THE EXERCISE
Set down, exactly as written, the lines from the line holding "TARGET = dune slipface" to the end of the data, inclusive, skipping any pictures.

[START OF DATA RECORDS]

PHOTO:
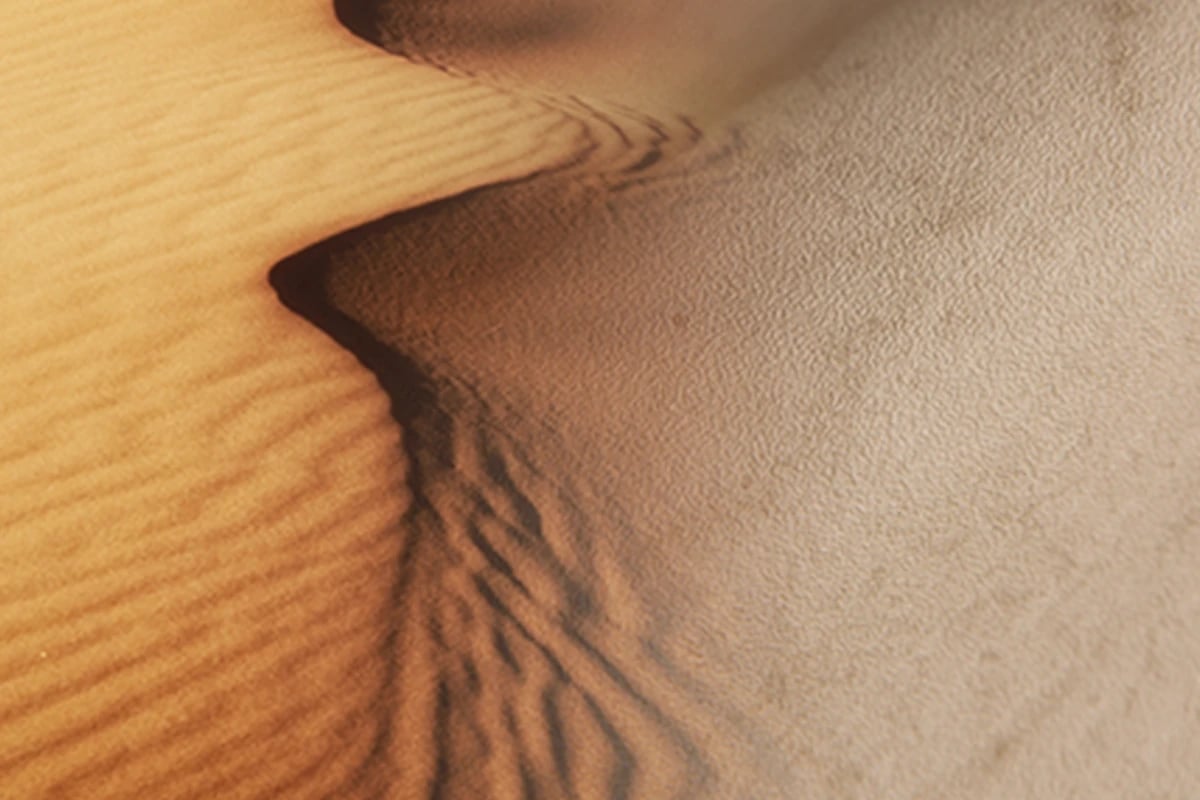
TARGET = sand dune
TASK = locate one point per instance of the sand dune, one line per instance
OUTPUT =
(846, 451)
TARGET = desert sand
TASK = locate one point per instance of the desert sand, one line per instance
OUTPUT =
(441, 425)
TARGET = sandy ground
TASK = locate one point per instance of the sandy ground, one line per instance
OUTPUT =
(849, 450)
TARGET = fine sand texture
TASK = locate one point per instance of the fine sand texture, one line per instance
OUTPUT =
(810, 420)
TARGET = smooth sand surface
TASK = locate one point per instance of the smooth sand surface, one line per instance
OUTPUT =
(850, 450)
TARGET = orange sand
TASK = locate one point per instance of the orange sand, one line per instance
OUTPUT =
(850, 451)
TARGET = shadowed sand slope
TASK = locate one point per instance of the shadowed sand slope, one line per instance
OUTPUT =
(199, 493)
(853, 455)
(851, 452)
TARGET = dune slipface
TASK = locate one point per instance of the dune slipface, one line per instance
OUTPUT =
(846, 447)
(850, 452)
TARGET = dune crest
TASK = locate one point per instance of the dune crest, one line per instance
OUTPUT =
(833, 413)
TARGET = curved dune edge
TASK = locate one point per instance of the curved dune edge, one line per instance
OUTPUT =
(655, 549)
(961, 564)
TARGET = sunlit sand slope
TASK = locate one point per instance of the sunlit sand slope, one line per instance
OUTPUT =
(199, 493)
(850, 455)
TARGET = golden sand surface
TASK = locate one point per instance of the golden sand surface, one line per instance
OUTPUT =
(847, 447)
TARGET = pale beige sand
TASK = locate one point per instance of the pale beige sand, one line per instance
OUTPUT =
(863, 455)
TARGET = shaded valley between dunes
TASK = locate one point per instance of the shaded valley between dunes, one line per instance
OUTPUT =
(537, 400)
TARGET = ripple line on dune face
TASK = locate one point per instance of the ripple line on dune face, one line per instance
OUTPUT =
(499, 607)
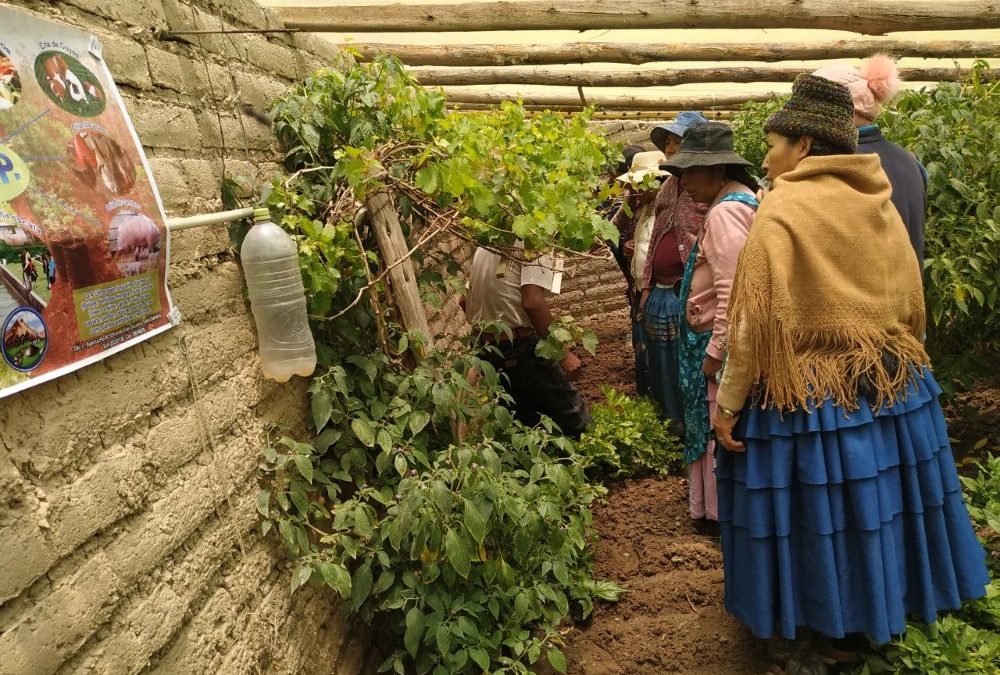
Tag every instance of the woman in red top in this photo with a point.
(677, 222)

[END OF DATA RECORDS]

COMPLETE ANSWER
TARGET = dune slipface
TASK = locate one point per instance of the dune slipface, one line per instance
OUTPUT =
(846, 447)
(850, 452)
TARGET = dune crest
TASK = locate one point per instance of the dune crest, one line per instance
OUTPUT =
(833, 413)
TARGET = curved dune edge
TASK = locate one point per instance of the curved dune edge, one line per instance
OUTPUT =
(655, 549)
(961, 564)
TARGET = sunlit sand slope
TASK = locate one point per instance of the sunlit sand slope, one line per instance
OUTPUT =
(199, 493)
(850, 455)
TARGET = golden sand surface
TASK = locate one point per instance of the golden sand surface, one line per instance
OUTPUT =
(847, 447)
TARGET = pale beige sand
TASK = locate one point per instance of the pale beige sand, one line per instance
OUTPUT =
(863, 455)
TARGET = shaded valley between dunes
TASK = locate one point per instance of the shaded valley between dunes, one line per instance
OUTPUT =
(537, 400)
TARGET = ripple line on dune face
TASK = locate one point per instance of the ripple line on dune face, one line per instance
OUTPUT =
(499, 607)
Tag every instance of the woman in red top in this photo with a point.
(677, 222)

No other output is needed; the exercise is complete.